Segment Start: Source data

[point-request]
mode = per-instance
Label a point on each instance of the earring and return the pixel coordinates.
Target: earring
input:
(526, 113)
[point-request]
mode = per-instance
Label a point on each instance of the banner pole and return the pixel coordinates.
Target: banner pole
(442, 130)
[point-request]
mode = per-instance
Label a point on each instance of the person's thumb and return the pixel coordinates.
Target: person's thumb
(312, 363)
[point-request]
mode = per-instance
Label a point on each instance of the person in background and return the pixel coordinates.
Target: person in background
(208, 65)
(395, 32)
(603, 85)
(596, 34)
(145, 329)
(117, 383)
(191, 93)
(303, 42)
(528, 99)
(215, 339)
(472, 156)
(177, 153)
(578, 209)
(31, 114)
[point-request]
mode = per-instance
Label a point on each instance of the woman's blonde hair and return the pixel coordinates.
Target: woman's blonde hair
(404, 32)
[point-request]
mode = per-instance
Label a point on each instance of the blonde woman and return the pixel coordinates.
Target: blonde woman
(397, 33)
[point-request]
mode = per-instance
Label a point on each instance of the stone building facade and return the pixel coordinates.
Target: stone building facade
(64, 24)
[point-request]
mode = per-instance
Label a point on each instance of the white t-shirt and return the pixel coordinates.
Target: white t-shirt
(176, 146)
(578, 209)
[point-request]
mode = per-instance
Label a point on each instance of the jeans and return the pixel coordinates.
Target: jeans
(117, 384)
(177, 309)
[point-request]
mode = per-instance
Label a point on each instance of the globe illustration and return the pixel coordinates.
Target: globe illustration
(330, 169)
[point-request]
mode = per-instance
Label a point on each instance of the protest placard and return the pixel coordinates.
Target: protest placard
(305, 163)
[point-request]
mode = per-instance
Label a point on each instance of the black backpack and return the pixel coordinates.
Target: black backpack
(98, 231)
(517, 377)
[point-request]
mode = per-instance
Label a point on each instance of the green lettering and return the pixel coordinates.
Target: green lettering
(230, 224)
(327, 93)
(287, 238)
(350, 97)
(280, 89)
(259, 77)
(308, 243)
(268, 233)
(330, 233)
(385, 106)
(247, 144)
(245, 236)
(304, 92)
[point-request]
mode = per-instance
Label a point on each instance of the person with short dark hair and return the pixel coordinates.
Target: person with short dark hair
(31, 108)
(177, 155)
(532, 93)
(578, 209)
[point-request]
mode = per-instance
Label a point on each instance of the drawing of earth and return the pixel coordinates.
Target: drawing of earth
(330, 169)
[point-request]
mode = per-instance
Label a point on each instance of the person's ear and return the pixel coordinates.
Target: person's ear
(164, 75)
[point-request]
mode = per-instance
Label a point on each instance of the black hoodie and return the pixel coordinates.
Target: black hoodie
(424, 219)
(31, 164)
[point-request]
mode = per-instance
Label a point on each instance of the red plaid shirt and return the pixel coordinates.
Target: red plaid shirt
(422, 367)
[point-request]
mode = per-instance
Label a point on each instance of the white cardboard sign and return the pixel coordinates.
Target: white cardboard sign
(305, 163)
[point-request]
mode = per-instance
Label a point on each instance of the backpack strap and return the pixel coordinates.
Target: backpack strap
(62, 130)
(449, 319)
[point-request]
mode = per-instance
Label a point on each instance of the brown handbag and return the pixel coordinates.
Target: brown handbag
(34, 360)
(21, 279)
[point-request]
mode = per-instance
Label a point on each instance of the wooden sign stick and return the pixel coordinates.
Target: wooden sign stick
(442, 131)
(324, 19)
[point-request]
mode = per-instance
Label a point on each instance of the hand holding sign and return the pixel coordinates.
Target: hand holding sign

Segment End: Source data
Segment Start: Source data

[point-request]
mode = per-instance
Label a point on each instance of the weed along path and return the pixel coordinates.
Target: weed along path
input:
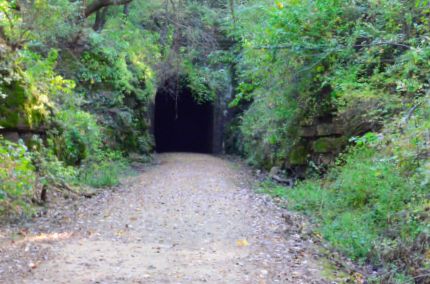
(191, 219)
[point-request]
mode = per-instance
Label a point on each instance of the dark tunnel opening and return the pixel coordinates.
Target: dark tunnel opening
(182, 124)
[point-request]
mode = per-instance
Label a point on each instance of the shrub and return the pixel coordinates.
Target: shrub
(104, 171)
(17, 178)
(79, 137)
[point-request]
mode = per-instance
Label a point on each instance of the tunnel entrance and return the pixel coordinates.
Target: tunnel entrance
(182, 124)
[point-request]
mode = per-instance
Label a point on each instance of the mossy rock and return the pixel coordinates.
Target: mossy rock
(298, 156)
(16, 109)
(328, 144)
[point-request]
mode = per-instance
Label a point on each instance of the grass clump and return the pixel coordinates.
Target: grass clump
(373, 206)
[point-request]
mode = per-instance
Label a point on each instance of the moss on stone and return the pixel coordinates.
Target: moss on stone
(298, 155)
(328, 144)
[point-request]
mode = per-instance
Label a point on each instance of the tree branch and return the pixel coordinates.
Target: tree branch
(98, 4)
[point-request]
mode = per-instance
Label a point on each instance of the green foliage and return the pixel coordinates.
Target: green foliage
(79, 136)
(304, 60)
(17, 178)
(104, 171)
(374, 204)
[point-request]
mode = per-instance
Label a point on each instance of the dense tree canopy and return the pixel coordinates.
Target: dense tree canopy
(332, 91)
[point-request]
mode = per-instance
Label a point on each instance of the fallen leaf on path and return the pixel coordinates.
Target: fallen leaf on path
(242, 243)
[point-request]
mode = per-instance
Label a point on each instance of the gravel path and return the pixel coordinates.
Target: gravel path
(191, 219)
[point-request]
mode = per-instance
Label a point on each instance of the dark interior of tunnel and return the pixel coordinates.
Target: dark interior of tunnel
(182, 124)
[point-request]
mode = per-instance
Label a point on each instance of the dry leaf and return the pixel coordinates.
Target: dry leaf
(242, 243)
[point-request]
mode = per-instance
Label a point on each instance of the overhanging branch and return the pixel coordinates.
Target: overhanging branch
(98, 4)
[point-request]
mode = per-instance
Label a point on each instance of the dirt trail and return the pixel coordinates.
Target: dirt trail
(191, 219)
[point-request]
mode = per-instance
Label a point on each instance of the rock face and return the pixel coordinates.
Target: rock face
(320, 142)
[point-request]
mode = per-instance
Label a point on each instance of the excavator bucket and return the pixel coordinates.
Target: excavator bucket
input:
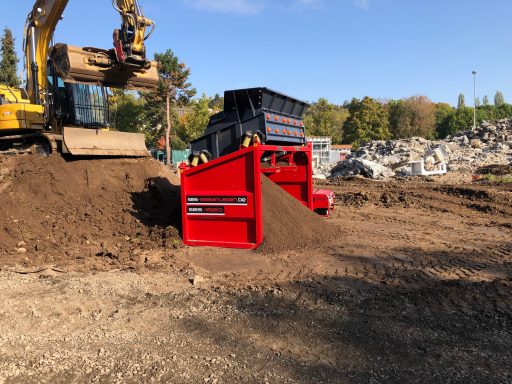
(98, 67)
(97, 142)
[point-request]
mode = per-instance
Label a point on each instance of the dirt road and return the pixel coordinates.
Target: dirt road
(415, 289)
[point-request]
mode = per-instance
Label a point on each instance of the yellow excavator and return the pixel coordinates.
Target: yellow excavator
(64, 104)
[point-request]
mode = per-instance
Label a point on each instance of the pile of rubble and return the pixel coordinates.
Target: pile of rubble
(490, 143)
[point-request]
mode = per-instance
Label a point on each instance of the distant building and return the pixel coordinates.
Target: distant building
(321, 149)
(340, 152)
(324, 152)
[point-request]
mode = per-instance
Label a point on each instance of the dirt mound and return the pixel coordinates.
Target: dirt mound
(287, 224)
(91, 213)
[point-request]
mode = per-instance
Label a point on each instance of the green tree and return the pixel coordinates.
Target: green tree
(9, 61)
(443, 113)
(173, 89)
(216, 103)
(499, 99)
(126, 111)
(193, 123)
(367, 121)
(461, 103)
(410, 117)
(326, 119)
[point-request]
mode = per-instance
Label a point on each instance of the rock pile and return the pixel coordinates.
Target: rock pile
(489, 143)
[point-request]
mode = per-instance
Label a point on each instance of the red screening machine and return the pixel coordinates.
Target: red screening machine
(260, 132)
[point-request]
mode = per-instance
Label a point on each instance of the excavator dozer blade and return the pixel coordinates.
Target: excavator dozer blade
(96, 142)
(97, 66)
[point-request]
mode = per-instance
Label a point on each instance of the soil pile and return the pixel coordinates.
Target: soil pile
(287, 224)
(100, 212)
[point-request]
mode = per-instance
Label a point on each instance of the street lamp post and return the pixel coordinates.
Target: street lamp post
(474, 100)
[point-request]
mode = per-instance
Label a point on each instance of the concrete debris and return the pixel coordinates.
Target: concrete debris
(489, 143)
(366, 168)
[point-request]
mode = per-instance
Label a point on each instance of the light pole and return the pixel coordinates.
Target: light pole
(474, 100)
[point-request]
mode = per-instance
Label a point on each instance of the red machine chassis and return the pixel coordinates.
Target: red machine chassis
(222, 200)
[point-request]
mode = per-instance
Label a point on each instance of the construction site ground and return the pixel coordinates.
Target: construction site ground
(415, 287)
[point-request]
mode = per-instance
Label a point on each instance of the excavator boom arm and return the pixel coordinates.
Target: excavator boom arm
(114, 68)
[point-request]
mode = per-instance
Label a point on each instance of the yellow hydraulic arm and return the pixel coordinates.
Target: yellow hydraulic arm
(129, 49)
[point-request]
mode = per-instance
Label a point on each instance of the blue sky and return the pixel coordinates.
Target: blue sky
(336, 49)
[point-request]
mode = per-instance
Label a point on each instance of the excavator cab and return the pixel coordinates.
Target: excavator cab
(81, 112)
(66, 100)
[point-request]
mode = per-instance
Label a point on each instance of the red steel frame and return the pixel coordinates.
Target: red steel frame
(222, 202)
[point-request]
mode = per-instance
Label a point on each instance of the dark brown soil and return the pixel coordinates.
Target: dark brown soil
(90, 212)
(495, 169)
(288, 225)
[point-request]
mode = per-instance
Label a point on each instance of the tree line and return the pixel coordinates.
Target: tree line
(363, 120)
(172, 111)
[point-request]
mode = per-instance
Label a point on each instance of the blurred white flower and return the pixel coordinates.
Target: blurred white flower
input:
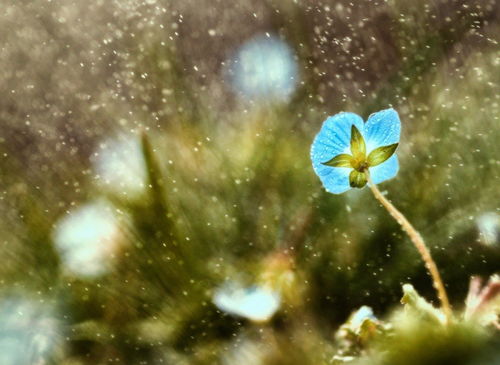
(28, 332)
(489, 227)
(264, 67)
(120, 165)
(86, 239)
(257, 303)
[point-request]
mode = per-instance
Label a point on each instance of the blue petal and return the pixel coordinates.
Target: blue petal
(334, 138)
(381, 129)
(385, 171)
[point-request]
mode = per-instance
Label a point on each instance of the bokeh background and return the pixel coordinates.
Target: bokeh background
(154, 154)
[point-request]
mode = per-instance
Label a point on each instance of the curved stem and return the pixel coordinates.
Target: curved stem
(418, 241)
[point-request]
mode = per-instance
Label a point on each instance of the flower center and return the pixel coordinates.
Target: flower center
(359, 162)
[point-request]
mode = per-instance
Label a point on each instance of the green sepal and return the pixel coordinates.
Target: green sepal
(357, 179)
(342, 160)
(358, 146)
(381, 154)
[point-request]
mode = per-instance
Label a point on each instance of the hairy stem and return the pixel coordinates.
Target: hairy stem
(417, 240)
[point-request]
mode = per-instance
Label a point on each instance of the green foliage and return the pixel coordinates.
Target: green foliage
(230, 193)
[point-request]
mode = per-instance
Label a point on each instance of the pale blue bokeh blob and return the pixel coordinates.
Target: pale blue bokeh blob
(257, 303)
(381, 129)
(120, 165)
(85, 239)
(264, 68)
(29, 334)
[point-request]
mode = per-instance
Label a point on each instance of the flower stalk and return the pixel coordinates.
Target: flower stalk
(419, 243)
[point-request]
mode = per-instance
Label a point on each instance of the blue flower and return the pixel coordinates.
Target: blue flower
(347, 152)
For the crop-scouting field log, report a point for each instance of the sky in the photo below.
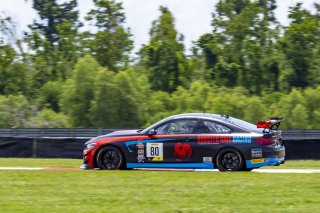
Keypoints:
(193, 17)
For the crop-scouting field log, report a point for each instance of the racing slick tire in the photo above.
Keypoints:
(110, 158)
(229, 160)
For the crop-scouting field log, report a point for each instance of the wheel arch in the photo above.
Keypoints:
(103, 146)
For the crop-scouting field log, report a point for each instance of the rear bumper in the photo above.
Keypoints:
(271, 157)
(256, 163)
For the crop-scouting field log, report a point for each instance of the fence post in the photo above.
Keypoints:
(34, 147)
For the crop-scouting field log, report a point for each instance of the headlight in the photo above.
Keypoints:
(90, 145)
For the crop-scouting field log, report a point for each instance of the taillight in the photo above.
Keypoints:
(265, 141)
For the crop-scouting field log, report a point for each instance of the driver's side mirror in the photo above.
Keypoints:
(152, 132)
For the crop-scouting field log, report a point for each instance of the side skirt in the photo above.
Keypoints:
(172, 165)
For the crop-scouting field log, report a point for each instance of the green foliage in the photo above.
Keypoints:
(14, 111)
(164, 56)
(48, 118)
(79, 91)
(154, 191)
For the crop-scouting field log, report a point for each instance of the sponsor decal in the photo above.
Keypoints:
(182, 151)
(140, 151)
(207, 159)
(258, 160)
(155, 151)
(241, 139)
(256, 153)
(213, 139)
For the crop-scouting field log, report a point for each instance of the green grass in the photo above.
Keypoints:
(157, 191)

Segment End: Source data

Problem to solve:
Scan the entries and show every line in which the word "holding" is found.

Output:
Label a point on each instance of the hand holding sign and return the pixel coordinates.
Target: hand holding sign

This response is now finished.